◆ Source extract ◆
╔══

It may be worthwhile to note why one would be interested in the notion of CDF is just one way to describe the distribution of a random variable and that one reason for preferring it is the fact that it works for both continuous and discrete variables.

Taking the example from another answer here about peoples' heights, say you model heights in terms of real numbers (I would say hardly a very controversial notion). While it seems reasonable to assume that you can ascribe a non-zero probability to a person being shorter than some specified height is may not be reasonable that you can assume a non-zero probability of the person being exactly of that height.

Unlike such a model of height (which you would call continuous) another (canonical) example would be a die roll. Here (most people would agree) you can ascribe a non-zero probability to the die landing on exactly some given value. You would here say the die roll has a discrete distribution.

The distribution of the latter example can be described by the probabilities of individual (atomic) events, the former case needs a notion of probability density function. The interesting fact, now, is that both discrete and continuous distributions can be described by their CDF.

I realise this is not completely formally correct or complete, but I hope it gives an idea of why the CDF might be an interesting way of describing distributions of random variables.

The CDF is a measure of how much a variable accumulates. It may help to look at this plot example. The CDF's are the black and blue lines, whereas the survival function (1-CDF) is the orange line. The likelihood of finding 200 mm of rainfall is related to a probability distribution. However, we can note that the amount of rainfall found increases alongside probability. If we move from a likelihood of 10% to 20%, the amount of rainfall does not reset to zero. The CDF is at 100% when the variable has been accumulated to the max, so there is nothing left to accumulate. When the CDF is at 100% (or 1), the survival function is at 0%. Note that the survival function and CDF intersect around 200 mm, effectively saying that nearly 50% of rainfall has accumulated at that point and 50% rainfall has yet to be accumulated.

EDIT: For my sample dataset of a normal distribution with an average of 6.019, this is what the CDF and survival functions look like. As the peak of a normal distribution represents the average, one expects the CDF to level off after the peak (ie, increase at a slower rate after the peak).

╚══

◆ Task to carry out ◆
Rewrite the passage of the CDF explanation that begins at the words "It may be worthwhile" and stops after "of that height.", putting "weights" wherever "heights" appears. The lines that come next are taken from a different source.

◆ Material shown ◆
╔══

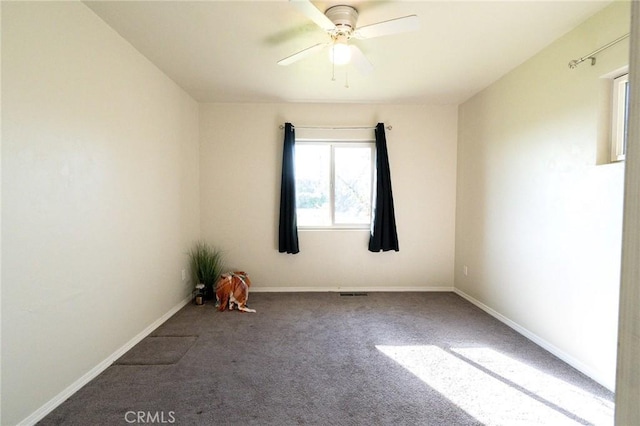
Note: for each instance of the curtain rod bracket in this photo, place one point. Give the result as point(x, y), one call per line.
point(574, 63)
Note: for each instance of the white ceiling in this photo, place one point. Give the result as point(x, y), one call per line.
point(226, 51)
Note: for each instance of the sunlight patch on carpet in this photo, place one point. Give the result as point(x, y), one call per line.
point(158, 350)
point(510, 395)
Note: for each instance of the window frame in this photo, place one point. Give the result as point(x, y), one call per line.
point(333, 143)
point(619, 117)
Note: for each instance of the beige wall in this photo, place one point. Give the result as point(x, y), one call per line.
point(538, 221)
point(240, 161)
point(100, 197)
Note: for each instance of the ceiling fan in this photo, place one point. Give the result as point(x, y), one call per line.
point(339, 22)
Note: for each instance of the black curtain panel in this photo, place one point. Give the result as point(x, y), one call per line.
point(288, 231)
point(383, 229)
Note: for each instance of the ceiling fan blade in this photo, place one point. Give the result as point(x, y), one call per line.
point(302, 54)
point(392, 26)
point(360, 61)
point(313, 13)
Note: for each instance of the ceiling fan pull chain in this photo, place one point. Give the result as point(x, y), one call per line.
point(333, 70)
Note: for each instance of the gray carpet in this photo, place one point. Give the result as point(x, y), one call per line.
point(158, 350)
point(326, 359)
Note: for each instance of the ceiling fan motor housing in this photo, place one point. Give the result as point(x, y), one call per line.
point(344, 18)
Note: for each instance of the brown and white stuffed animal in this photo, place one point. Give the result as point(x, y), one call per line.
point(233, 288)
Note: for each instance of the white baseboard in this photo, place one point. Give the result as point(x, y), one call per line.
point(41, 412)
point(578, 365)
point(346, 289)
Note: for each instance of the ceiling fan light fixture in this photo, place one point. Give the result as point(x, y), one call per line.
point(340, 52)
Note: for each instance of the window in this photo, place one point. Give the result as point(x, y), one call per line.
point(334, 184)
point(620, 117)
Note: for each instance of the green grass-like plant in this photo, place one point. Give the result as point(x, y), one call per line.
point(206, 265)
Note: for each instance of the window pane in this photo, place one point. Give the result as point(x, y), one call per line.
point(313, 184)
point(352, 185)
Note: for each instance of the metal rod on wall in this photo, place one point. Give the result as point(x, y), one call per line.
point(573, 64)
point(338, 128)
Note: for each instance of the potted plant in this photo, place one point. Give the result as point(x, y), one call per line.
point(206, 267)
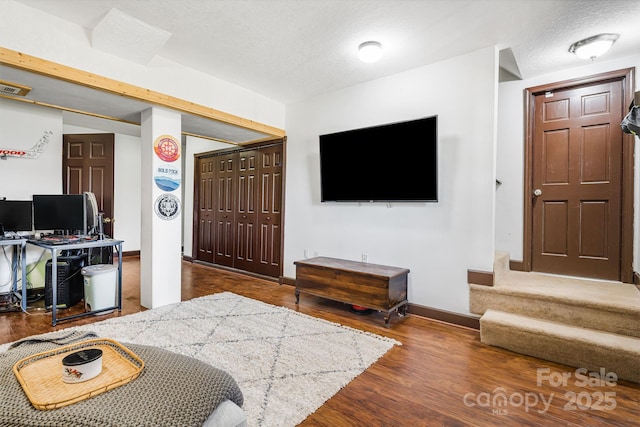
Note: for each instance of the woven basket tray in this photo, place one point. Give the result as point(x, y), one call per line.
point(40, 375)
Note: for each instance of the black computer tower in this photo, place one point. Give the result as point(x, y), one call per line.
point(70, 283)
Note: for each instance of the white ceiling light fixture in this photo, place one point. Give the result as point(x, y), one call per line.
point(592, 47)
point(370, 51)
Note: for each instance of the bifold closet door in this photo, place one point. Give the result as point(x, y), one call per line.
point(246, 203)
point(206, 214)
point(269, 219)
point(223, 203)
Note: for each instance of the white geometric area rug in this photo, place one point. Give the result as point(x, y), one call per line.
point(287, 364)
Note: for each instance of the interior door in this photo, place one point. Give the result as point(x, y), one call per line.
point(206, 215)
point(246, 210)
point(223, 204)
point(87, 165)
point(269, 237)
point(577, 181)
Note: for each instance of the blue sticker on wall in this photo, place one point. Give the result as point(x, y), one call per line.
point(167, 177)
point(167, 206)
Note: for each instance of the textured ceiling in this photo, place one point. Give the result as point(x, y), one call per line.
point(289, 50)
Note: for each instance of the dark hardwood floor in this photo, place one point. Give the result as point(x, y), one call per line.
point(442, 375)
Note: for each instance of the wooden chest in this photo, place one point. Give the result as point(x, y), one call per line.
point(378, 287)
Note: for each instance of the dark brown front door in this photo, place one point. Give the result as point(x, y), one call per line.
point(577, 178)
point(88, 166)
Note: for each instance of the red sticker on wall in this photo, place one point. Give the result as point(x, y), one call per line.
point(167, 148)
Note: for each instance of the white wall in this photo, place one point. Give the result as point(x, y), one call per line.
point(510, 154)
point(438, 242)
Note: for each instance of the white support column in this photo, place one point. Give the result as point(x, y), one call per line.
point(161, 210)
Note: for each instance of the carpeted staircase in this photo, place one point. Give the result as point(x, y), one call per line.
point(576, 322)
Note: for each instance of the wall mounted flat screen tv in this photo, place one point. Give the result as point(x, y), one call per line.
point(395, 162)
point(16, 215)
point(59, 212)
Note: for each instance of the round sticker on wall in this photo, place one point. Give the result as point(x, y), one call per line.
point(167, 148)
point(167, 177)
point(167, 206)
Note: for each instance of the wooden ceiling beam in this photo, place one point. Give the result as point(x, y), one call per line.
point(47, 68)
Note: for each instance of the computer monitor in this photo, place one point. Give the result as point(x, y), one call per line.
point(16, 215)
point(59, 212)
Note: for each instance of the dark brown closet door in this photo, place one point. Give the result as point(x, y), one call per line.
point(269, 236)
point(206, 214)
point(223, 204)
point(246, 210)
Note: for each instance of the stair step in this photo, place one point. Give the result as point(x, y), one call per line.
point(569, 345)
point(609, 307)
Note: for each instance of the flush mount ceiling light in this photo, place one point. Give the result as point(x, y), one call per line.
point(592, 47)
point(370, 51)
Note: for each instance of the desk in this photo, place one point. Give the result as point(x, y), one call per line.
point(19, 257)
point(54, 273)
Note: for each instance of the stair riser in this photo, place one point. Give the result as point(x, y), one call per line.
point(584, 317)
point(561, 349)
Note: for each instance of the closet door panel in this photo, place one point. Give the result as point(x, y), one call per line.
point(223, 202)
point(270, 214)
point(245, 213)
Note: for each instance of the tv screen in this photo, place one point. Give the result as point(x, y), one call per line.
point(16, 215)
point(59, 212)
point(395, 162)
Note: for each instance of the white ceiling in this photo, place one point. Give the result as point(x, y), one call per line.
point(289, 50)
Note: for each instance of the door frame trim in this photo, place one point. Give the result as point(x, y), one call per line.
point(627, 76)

╚══
╔══

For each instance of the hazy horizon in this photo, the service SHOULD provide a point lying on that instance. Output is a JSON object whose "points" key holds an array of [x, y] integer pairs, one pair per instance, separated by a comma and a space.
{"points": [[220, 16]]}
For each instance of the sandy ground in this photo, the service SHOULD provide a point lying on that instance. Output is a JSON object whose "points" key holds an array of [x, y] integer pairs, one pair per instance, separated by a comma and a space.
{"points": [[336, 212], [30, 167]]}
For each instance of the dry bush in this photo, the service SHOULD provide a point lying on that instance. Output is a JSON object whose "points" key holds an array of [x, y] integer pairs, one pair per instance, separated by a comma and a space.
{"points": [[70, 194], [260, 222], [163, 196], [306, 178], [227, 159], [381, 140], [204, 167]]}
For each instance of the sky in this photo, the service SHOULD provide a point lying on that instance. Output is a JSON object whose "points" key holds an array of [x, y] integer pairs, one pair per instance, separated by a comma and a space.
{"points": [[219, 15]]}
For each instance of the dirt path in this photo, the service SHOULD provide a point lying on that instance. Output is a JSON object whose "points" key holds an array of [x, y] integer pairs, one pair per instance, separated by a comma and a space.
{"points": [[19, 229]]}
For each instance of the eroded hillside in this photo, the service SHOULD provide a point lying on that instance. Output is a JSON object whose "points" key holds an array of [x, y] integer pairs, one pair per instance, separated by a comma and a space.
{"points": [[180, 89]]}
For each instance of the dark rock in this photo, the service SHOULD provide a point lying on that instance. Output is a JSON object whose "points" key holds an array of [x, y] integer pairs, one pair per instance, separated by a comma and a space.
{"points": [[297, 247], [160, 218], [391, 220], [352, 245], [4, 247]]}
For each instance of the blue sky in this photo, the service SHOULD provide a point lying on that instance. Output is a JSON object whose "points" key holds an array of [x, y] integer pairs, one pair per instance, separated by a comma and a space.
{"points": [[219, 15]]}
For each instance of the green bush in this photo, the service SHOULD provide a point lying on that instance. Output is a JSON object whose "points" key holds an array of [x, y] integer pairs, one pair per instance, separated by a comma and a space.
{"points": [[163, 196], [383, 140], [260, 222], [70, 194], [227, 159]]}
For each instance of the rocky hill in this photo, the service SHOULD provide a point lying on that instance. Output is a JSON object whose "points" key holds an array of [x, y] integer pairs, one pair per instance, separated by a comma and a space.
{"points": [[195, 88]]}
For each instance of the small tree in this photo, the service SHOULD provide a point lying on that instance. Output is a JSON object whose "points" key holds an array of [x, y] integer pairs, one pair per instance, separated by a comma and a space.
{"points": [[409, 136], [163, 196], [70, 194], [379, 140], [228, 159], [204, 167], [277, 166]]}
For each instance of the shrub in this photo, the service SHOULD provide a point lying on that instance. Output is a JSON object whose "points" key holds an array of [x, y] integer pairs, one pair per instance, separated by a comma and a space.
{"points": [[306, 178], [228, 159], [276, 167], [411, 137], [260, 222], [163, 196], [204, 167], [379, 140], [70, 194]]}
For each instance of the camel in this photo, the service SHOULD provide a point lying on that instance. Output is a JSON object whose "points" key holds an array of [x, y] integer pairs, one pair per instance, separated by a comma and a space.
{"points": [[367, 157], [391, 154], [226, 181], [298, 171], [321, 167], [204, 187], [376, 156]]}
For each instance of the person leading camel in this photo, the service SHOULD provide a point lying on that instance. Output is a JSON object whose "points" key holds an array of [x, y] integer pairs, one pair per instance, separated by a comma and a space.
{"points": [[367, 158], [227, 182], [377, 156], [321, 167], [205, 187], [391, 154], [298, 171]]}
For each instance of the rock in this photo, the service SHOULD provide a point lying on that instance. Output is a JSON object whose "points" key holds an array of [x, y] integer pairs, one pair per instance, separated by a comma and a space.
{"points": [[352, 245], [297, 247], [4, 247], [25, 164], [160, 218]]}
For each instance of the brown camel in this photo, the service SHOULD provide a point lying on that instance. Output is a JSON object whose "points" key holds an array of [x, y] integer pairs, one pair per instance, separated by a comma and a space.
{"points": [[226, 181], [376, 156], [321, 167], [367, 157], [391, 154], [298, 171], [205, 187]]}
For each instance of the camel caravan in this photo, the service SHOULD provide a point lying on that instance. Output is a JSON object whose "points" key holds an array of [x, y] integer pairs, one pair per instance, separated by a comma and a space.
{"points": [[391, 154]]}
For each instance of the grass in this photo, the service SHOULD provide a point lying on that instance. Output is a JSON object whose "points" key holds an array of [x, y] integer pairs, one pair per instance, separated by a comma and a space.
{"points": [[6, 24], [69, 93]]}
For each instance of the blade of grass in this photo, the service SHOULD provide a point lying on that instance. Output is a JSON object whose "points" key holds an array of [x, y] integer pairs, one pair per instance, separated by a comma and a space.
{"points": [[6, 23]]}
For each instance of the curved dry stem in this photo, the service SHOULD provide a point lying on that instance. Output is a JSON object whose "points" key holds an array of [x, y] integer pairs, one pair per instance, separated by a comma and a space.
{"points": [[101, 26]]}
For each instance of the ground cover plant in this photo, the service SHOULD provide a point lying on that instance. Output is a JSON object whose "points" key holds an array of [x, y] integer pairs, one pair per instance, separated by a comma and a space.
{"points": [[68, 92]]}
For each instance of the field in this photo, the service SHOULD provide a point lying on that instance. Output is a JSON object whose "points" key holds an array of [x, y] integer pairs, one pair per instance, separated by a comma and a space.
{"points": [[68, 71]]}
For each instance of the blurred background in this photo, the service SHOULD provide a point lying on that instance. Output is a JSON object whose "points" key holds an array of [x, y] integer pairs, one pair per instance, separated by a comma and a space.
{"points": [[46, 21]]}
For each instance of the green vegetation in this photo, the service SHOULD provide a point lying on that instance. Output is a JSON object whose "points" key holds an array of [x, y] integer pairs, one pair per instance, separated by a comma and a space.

╚══

◆ Response to this exercise ◆
It may be worthwhile to note why one would be interested in the notion of CDF is just one way to describe the distribution of a random variable and that one reason for preferring it is the fact that it works for both continuous and discrete variables.

Taking the example from another answer here about peoples' weights, say you model weights in terms of real numbers (I would say hardly a very controversial notion). While it seems reasonable to assume that you can ascribe a non-zero probability to a person being shorter than some specified height is may not be reasonable that you can assume a non-zero probability of the person being exactly of that height.